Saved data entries
★ ★ ★

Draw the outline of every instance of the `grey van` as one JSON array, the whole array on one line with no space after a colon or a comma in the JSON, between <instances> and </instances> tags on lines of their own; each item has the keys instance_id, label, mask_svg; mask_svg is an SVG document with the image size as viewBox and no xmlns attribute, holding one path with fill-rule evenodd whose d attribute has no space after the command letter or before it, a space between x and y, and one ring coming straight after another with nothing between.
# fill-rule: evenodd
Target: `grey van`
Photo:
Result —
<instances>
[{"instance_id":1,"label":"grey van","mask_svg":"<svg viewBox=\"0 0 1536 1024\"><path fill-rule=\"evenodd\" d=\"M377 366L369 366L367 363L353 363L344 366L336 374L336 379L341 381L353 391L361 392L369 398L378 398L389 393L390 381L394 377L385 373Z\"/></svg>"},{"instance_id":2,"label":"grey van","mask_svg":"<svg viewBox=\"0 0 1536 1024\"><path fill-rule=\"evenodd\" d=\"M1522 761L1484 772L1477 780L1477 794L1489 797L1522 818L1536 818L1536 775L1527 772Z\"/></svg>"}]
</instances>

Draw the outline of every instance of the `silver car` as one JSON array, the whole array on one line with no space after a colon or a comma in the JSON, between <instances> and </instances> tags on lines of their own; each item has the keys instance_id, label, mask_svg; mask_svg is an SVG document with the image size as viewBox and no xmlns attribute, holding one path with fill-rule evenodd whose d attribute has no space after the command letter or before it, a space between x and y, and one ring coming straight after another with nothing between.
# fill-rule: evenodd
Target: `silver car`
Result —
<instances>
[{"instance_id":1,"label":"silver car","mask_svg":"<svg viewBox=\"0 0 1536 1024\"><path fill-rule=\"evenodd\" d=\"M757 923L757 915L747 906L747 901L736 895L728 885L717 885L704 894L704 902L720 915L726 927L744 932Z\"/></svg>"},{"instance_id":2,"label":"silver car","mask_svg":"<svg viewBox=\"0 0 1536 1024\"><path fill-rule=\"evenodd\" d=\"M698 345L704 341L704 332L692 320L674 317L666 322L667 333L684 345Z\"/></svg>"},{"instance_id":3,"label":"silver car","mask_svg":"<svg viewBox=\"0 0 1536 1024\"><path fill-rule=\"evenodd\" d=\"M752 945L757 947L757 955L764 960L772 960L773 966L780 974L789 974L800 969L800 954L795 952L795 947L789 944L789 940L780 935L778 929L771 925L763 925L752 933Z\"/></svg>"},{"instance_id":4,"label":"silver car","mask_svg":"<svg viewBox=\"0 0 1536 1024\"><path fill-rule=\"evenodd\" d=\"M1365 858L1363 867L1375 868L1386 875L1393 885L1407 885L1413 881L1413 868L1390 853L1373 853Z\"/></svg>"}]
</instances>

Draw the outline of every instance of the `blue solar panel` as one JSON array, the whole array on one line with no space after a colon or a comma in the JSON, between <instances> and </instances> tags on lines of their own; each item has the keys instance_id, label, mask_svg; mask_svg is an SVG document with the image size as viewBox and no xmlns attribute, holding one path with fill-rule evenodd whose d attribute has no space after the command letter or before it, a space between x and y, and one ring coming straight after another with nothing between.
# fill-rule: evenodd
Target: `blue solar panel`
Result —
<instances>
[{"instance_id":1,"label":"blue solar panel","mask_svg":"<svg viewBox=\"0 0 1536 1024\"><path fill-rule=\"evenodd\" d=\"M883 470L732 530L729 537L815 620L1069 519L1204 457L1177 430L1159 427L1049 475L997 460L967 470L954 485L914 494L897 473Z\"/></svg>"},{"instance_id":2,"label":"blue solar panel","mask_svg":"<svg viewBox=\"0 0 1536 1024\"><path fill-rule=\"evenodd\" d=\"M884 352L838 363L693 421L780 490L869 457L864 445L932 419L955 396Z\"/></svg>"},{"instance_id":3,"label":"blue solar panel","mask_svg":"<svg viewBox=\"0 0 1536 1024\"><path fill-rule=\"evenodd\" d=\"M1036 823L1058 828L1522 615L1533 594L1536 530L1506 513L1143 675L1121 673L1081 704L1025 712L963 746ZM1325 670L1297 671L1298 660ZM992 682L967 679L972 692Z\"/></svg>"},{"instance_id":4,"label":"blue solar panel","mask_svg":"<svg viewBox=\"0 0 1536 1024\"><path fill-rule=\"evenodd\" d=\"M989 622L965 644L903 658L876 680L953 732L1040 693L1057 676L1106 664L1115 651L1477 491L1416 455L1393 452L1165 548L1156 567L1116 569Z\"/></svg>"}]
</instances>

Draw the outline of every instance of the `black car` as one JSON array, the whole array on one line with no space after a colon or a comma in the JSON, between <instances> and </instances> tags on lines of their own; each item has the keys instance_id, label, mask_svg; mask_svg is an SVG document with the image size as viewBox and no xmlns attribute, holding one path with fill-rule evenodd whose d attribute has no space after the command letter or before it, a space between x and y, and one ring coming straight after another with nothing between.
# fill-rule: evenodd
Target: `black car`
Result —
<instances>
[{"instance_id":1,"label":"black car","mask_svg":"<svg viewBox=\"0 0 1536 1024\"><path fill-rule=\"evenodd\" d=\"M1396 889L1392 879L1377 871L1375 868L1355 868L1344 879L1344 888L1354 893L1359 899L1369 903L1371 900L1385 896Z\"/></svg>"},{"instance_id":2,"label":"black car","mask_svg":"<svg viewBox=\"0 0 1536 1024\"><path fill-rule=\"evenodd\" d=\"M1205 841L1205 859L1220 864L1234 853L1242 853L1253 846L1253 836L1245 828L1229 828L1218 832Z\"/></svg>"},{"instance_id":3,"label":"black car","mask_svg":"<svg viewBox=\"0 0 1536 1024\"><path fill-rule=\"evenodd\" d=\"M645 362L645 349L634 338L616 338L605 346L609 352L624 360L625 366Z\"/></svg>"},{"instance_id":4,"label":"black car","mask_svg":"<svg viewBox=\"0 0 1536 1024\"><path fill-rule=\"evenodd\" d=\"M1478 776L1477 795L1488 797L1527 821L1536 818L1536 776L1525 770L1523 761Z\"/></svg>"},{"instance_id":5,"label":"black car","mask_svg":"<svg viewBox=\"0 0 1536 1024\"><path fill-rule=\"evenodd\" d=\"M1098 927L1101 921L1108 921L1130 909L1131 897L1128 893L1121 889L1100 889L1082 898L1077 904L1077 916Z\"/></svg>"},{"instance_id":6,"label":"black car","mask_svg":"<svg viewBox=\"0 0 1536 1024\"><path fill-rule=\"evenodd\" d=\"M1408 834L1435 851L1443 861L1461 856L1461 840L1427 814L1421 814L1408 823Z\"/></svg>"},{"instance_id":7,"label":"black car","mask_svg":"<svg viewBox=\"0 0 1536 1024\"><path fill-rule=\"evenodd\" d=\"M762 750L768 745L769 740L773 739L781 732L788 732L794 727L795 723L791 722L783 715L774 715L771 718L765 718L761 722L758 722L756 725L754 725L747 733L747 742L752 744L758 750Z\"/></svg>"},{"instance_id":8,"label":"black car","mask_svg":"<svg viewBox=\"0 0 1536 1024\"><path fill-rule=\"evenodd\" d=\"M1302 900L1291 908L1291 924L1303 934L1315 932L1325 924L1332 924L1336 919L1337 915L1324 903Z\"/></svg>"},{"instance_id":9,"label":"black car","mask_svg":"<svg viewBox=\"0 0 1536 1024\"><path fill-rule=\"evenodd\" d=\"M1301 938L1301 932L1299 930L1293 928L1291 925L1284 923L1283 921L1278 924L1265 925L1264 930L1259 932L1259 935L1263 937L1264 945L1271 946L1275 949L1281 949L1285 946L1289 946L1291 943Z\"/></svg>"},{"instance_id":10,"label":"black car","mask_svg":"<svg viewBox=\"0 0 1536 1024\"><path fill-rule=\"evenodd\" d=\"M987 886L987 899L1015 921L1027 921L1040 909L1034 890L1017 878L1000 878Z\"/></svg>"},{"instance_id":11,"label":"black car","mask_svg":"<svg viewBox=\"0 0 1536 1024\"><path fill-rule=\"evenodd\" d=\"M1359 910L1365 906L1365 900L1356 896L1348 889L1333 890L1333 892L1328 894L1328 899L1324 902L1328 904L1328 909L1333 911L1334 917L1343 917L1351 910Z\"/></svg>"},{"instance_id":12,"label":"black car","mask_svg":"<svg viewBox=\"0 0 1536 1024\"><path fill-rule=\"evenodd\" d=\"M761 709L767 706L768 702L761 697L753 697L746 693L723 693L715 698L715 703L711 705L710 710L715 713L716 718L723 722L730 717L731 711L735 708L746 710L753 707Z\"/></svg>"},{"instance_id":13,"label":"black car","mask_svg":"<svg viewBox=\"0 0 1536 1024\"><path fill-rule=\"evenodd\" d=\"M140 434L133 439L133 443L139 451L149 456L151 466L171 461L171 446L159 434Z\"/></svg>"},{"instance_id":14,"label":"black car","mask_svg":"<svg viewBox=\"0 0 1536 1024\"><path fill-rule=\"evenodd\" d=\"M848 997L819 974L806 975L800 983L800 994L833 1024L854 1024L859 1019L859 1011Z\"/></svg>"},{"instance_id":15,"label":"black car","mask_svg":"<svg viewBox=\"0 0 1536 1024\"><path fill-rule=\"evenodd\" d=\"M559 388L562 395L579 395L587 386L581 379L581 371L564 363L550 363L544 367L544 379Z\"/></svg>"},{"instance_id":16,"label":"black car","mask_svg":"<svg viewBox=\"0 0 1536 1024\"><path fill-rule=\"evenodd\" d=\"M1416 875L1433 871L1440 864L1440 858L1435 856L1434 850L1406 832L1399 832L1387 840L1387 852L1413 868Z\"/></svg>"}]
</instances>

★ ★ ★

__Work required__
Collect each line of the entries that has the word "Target", copying it in full.

__Written answer__
Target: `grey van`
Target: `silver car`
Target: `blue solar panel`
Target: `black car`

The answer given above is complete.